--- Start AVAILABLE RECORDS ---

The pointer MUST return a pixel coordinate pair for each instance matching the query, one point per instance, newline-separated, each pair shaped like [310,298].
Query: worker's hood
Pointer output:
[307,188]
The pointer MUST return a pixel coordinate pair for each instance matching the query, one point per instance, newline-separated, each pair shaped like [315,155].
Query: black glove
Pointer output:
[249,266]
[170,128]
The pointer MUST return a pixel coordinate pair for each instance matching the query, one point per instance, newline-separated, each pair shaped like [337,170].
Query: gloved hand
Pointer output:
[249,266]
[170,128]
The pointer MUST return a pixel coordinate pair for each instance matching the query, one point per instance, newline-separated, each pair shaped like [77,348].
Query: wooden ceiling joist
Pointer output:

--- End AVAILABLE RECORDS ---
--- Start AVAILABLE RECORDS ---

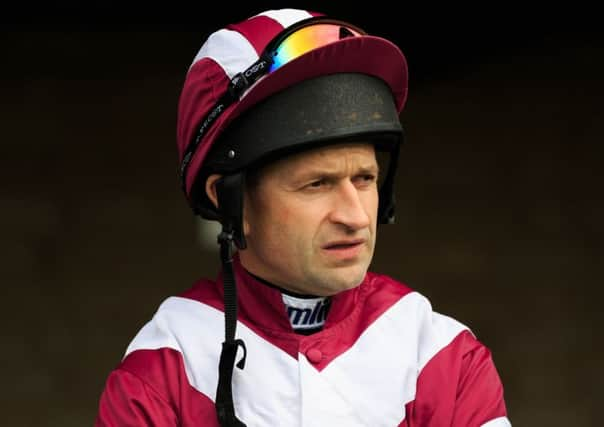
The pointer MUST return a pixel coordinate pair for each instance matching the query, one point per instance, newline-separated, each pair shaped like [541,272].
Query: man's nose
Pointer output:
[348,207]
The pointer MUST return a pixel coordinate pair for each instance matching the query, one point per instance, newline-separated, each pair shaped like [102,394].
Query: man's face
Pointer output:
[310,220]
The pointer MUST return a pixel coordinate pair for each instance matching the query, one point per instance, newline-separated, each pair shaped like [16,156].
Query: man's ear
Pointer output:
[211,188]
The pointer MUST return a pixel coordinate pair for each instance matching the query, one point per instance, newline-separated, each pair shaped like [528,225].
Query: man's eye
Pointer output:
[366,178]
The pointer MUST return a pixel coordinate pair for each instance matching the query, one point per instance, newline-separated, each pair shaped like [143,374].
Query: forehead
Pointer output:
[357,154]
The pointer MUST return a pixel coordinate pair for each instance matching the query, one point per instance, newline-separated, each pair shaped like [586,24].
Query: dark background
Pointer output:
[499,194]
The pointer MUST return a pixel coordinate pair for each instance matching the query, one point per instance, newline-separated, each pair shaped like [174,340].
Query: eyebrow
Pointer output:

--- End AVAILABLE RECORDS ---

**WRITTEN PROBLEM:**
Count the lines in the entries above that contain the string "each". Matching is case-sensitive, and the answer is the number alone.

**RESULT OF THE TASK:**
11